SET PROBLEM 1. Please repeat the saved data entries below word for word, starting at the line that contains "Expected: one marker per instance of the man wearing turban" and ending at the last line of the entries.
╭─ SOURCE EXTRACT
For Python, the new features mean that module writers want to use them, and then they do, and you'll find that the system Python you have can't handle what modules need for things you want to install, and so you're forced to not just have a separate module environment, but fully separate pythons installed on servers so you cane make use of the module ecosystem. For a specific app you're shipping around this is fine, but when maintaining a fleet of servers and trying to provide a consistent environment, this is a big PITA that you don't want to deal with when you've already chosen a major LTS distro to avoid problems like this.
Compiling a scripting language usually doesn't help much either, as that usually results in extremely bloated binaries which have their own packaging and consistency problems.
This is cyclical problem we've had so far. A language is used for admin and system work, the requirements of administrators grate up against the usage needs of people that use the language for other things, and it fails for non-admin work and loses popularity and gets replaced be something more popular (Perl -> Python) or it fails for admin work because it caters to other uses and eventually gets replaced by something more stable (what I think will happen to Python, what I think somewhat happened to bash earlier for slightly different reasons).
╰─
╭─ RAW DATA
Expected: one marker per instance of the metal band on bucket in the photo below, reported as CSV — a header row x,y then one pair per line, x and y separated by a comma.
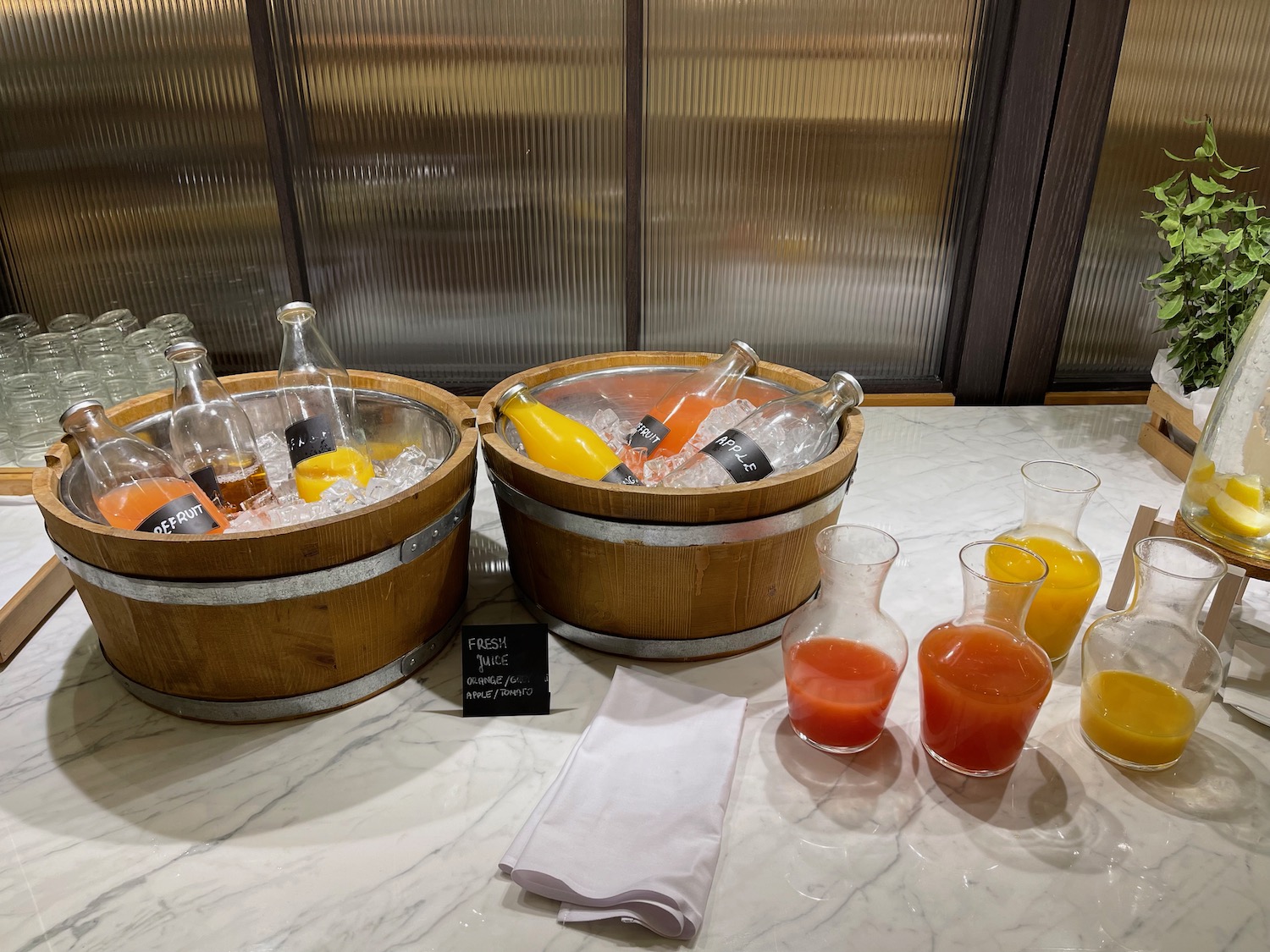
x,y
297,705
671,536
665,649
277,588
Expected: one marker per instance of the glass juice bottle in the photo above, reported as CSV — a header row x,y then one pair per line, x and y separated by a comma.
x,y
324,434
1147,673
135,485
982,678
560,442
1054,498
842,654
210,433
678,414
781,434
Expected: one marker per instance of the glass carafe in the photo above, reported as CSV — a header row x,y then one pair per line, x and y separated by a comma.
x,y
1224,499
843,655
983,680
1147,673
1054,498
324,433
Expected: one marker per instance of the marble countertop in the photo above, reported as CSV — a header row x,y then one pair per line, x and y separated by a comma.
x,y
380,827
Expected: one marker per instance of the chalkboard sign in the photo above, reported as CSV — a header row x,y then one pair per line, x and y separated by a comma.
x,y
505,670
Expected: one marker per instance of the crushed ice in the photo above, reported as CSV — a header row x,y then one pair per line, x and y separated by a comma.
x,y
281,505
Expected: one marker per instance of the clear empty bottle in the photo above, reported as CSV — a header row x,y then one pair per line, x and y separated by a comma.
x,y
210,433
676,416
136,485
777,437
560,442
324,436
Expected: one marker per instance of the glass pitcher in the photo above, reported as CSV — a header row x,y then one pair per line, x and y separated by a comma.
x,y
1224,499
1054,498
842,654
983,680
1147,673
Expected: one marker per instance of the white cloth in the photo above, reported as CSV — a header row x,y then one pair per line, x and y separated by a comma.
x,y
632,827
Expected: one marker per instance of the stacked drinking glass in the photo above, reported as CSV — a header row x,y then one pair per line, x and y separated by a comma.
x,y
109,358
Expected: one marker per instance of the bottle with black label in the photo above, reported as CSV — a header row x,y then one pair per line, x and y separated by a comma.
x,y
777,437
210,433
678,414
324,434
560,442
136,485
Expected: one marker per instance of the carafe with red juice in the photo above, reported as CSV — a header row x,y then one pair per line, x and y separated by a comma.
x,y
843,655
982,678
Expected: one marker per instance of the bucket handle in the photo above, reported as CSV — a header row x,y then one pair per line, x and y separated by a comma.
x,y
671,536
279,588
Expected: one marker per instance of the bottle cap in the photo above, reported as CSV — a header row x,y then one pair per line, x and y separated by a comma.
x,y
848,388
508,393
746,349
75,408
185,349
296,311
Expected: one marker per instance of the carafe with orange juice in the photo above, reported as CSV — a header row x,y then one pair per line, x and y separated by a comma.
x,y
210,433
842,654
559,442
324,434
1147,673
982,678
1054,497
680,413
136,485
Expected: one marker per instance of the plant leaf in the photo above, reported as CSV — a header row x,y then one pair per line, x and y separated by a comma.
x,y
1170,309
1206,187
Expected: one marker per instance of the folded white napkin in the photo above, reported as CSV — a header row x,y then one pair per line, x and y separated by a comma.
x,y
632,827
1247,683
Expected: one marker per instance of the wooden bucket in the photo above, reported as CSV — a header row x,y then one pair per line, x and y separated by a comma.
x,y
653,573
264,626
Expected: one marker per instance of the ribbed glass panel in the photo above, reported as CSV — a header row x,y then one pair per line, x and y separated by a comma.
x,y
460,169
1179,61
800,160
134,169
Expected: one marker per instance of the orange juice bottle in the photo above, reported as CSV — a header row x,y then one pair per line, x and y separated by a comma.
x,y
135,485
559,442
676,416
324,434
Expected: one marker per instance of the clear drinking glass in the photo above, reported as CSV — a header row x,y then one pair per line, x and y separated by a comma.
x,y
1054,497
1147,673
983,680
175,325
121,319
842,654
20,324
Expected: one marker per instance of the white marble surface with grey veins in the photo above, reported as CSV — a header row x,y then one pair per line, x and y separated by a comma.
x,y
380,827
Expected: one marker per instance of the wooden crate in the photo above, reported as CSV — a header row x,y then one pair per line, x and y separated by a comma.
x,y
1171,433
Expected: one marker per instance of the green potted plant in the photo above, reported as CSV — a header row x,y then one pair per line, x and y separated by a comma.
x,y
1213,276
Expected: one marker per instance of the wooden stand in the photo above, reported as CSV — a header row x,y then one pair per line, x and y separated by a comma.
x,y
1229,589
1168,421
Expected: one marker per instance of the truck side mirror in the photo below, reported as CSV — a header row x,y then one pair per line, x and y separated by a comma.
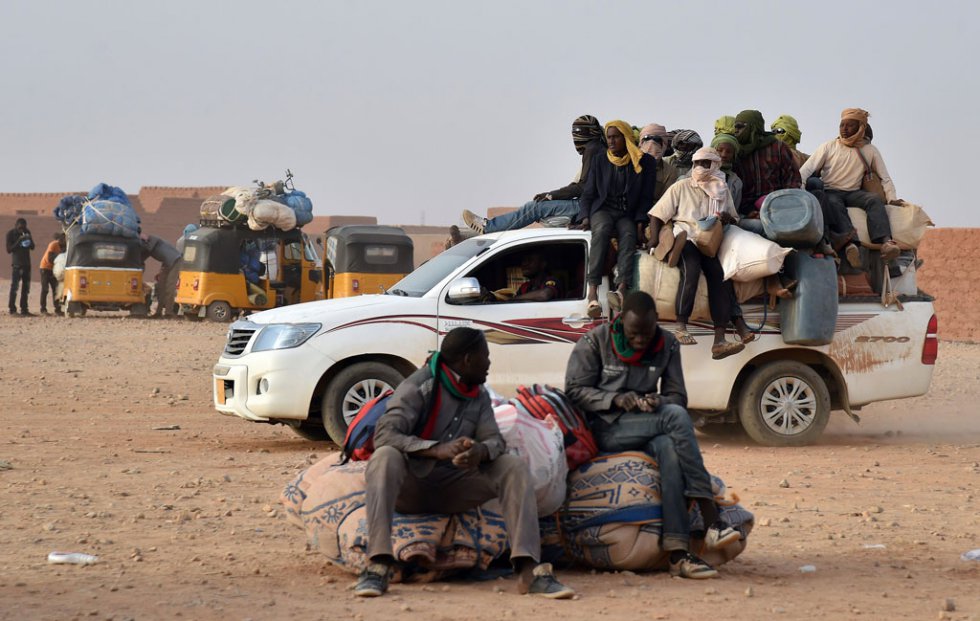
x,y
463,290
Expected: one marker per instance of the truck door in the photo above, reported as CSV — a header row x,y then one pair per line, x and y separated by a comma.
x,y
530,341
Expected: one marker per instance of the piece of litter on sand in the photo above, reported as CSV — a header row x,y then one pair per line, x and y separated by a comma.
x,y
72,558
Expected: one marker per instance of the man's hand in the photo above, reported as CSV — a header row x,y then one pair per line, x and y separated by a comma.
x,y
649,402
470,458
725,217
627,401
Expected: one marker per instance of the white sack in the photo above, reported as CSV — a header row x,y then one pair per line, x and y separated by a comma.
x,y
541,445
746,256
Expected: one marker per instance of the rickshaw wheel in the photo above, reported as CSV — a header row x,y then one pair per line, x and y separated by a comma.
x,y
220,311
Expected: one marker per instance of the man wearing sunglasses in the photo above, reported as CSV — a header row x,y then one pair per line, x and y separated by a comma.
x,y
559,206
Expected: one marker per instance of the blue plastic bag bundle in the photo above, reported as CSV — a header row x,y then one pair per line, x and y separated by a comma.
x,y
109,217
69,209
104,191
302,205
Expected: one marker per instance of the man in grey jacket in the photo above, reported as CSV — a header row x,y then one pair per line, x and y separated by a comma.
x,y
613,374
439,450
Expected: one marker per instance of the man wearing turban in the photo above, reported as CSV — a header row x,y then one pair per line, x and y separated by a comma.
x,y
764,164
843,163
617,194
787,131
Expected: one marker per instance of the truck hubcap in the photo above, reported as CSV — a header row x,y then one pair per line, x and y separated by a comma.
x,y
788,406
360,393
╰─
SET PROBLEM 2. In the post about scripting languages above, what does compiling a scripting language usually result in?

WRITTEN RESPONSE 1.
Expected: one marker per instance of the man wearing turban in the photo above, reported as CSV — a header row x,y then one pair per line, x and y separated by a comma.
x,y
764,164
843,163
617,194
787,131
Expected: one marker per instance of the truck hubcap in the photo above, reported as CSV — a header row x,y then one pair per line, x and y separated by a comma.
x,y
788,406
360,393

WRITTEN RESPONSE 2. Extremely bloated binaries that have their own packaging and consistency problems.